* _TASK DETAILS_:
Convert the entries, from their first line through the line containing "(1206, 243)" (both included), into a Markdown table with two columns: Row for a running number and Text for the line itself. Skip any blank lines.

···

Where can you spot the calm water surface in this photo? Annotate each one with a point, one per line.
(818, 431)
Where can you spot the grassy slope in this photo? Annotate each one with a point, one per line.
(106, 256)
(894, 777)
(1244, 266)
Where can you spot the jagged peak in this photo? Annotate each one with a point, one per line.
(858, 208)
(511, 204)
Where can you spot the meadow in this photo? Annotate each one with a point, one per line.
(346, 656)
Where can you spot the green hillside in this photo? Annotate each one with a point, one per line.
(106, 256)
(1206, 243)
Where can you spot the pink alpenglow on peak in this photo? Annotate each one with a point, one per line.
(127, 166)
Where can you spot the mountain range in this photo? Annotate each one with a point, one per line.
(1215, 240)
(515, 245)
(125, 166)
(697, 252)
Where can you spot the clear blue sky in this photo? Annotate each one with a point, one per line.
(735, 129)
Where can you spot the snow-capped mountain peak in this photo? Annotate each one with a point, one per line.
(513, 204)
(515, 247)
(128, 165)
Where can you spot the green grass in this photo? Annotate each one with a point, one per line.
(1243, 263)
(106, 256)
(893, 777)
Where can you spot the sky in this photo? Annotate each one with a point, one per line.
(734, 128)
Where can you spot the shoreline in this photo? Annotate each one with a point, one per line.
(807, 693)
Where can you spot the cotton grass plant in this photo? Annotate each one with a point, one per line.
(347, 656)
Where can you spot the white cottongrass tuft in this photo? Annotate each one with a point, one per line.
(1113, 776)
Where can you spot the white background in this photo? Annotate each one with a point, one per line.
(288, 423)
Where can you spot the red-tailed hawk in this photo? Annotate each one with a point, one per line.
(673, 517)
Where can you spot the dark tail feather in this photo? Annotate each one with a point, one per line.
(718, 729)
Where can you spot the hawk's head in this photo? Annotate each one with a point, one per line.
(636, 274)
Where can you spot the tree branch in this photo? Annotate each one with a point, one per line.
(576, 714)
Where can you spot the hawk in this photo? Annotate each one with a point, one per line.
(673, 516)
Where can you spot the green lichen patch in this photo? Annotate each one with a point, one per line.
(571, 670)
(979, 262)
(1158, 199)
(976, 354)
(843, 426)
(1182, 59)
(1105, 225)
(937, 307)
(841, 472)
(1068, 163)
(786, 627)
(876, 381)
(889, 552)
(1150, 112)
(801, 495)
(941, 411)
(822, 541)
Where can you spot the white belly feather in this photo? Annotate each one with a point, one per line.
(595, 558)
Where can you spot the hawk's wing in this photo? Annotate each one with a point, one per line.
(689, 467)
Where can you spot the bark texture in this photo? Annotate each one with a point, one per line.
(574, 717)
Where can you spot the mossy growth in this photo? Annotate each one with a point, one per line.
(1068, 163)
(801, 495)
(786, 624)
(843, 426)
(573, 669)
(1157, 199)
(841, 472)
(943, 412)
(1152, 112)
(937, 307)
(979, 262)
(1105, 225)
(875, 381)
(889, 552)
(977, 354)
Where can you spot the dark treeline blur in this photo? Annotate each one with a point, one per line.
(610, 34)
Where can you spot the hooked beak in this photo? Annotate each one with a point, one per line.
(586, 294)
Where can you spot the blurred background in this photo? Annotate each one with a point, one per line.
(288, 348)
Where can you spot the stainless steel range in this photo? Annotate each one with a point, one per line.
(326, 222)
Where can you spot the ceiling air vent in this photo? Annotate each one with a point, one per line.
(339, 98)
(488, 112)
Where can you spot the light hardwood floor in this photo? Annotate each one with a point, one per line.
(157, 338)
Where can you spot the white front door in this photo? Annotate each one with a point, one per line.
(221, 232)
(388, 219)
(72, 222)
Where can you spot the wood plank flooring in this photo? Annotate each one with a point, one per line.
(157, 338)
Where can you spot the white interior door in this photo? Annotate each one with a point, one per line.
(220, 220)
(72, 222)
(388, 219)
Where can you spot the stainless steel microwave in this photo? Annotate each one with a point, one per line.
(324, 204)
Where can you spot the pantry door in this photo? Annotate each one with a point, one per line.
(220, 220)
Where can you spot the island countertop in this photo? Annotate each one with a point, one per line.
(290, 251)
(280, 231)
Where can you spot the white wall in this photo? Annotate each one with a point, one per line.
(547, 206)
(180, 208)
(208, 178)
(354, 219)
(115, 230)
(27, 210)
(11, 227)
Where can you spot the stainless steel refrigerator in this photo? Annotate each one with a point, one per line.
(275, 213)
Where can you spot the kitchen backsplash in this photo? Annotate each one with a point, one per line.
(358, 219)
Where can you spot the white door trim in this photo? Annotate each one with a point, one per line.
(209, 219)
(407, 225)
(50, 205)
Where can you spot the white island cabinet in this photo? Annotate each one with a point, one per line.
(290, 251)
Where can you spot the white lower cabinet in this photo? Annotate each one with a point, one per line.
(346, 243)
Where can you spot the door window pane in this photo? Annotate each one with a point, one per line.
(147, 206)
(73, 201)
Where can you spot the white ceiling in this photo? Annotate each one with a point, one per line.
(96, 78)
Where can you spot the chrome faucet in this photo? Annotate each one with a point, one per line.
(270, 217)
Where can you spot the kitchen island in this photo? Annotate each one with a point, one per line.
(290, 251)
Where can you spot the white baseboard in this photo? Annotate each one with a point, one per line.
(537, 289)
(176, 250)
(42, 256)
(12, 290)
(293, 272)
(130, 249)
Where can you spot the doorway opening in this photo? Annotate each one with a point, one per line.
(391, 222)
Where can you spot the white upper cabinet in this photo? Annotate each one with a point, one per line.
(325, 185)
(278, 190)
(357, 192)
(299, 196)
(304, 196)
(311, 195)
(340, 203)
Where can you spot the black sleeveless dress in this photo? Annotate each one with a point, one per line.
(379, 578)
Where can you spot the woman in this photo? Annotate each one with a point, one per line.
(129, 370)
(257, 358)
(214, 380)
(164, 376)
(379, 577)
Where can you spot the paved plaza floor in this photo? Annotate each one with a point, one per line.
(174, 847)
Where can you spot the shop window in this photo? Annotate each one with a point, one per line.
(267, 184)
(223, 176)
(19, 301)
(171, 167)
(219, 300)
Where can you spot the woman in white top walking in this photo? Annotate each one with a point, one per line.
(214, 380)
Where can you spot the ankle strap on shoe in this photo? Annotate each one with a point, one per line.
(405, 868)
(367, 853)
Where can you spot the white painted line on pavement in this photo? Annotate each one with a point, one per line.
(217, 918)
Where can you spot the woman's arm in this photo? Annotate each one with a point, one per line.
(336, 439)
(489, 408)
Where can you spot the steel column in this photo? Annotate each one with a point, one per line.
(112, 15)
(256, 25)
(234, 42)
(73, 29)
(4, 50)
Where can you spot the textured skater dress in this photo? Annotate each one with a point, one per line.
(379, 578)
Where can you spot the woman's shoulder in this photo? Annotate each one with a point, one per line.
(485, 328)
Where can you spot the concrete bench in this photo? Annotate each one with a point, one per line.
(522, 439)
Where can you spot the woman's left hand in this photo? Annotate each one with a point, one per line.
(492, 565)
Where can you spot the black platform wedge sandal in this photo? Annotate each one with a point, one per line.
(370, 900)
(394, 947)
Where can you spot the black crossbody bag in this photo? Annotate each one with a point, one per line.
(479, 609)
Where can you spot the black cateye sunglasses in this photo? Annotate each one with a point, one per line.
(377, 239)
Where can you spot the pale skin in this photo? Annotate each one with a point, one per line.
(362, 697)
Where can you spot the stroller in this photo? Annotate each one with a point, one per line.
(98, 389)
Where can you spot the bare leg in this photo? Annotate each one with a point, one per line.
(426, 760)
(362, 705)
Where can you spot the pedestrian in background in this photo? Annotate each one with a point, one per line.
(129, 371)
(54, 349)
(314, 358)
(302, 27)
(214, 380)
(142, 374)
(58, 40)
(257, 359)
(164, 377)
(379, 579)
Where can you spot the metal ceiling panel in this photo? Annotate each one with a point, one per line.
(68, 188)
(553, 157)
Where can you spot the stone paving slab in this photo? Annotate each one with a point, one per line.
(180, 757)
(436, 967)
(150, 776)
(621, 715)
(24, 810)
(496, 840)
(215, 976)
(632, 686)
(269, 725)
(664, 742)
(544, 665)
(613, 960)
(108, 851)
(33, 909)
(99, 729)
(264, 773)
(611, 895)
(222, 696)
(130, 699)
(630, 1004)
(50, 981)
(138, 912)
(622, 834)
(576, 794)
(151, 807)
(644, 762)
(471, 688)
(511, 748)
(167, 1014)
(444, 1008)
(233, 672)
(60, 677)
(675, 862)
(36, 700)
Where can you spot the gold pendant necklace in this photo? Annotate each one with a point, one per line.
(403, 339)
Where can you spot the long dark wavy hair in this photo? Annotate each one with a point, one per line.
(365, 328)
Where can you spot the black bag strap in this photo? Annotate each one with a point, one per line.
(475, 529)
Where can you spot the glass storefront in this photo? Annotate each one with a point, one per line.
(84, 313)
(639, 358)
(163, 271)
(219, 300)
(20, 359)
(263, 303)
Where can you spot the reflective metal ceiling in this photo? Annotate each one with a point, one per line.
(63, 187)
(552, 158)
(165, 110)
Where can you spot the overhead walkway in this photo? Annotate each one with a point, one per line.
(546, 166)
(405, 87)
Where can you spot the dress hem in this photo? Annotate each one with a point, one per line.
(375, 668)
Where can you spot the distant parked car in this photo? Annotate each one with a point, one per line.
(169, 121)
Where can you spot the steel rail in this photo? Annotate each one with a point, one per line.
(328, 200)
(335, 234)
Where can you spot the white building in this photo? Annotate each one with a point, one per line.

···

* _ANSWER IN FULL_:
| Row | Text |
|---|---|
| 1 | Where can you spot the calm water surface in this photo? Annotate each one with a point, one per line. |
| 2 | (818, 431) |
| 3 | Where can you spot the grassy slope in this photo? Annotate each one with a point, one per line. |
| 4 | (106, 256) |
| 5 | (894, 777) |
| 6 | (1244, 266) |
| 7 | Where can you spot the jagged peak in this photo? Annotate each one with a point, one per line. |
| 8 | (858, 208) |
| 9 | (511, 204) |
| 10 | Where can you spot the meadow in this photo? Annotate each one with a point, one per line. |
| 11 | (346, 656) |
| 12 | Where can you spot the green hillside in this photo? Annotate each one with a point, one per line. |
| 13 | (106, 256) |
| 14 | (1206, 243) |